- _Location annotation dataset excerpts_
....

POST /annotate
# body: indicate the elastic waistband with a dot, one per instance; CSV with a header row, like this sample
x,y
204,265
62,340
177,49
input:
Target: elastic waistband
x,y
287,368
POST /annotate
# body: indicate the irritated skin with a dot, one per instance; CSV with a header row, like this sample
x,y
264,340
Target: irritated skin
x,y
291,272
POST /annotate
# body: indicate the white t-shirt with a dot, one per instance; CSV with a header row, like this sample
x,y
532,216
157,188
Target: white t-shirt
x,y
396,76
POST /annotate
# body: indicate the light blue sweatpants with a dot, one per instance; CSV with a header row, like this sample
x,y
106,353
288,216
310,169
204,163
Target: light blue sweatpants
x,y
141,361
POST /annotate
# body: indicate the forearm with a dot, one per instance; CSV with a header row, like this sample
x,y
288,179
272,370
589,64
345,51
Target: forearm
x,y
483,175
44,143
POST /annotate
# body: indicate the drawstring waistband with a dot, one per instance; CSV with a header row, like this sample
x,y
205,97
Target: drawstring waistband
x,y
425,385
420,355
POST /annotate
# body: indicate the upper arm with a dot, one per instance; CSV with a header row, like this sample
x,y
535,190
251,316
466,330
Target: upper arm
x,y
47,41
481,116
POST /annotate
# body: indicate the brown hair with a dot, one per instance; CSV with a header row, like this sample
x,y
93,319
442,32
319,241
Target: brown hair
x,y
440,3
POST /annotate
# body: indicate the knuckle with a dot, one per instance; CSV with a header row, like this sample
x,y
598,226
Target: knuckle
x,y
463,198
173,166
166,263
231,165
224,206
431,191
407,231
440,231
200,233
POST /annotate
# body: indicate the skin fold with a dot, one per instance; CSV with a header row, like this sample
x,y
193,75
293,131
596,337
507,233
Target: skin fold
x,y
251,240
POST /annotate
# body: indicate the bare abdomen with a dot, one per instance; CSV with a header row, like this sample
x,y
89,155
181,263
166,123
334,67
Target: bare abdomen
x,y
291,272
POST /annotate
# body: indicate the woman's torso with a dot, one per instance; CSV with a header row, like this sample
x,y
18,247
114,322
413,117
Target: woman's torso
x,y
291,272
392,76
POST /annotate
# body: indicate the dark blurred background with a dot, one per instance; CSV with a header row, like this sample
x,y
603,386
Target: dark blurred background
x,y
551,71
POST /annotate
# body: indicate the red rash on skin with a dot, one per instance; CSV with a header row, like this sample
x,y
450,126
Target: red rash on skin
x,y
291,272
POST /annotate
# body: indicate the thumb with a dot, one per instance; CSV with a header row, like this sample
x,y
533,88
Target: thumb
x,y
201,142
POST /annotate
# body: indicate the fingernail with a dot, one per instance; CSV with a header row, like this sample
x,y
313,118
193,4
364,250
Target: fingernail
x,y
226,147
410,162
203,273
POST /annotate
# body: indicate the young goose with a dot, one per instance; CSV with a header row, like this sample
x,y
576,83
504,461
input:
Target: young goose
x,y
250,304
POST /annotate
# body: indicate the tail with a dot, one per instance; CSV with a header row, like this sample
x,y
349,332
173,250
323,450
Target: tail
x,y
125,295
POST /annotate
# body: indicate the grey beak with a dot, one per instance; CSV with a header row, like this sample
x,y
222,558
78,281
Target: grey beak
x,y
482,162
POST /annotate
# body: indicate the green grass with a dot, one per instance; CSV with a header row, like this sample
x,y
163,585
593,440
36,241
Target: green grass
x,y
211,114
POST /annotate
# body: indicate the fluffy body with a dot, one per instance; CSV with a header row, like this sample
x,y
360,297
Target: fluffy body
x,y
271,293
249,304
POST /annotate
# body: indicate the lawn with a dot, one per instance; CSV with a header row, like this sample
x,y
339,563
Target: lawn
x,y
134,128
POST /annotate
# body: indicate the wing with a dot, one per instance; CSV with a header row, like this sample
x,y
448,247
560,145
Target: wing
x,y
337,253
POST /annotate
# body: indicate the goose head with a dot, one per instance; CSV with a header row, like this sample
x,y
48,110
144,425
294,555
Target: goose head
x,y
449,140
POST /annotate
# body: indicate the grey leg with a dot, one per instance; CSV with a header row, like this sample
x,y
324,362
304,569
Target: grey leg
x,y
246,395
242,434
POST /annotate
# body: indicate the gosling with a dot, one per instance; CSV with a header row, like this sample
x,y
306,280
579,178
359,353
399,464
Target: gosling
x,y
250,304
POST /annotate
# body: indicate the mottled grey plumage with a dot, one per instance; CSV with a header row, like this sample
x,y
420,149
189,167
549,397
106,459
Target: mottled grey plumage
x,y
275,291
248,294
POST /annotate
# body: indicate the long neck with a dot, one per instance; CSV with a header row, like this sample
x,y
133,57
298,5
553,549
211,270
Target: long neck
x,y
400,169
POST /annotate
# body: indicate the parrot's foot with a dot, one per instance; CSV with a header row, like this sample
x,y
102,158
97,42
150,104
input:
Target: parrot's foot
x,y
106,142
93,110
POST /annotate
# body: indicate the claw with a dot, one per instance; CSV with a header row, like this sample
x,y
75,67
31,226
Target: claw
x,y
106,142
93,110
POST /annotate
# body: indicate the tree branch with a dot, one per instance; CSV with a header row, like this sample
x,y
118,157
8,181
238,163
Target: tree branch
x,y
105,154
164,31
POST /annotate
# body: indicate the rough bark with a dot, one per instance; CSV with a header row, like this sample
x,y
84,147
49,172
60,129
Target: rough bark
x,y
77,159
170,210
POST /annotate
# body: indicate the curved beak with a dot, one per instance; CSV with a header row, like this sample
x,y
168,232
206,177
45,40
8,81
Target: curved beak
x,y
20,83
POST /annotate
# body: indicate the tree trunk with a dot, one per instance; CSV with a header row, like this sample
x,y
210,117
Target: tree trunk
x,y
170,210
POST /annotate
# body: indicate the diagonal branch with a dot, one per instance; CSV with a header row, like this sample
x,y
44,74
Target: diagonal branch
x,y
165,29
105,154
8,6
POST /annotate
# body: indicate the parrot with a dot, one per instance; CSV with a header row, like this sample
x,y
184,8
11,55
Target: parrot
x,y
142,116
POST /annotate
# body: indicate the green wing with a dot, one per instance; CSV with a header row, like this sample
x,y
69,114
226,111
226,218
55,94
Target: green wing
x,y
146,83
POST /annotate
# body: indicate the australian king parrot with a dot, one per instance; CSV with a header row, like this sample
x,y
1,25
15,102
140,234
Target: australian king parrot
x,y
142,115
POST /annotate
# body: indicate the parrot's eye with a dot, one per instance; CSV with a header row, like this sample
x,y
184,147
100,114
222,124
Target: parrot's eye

....

- _Do this_
Which lines of the listing contain the word "abdomen"? List every one of them in full.

- _Complete response_
# body: indicate the bare abdomen with a dot, one per instance; CSV with a header row, like this sample
Target: bare abdomen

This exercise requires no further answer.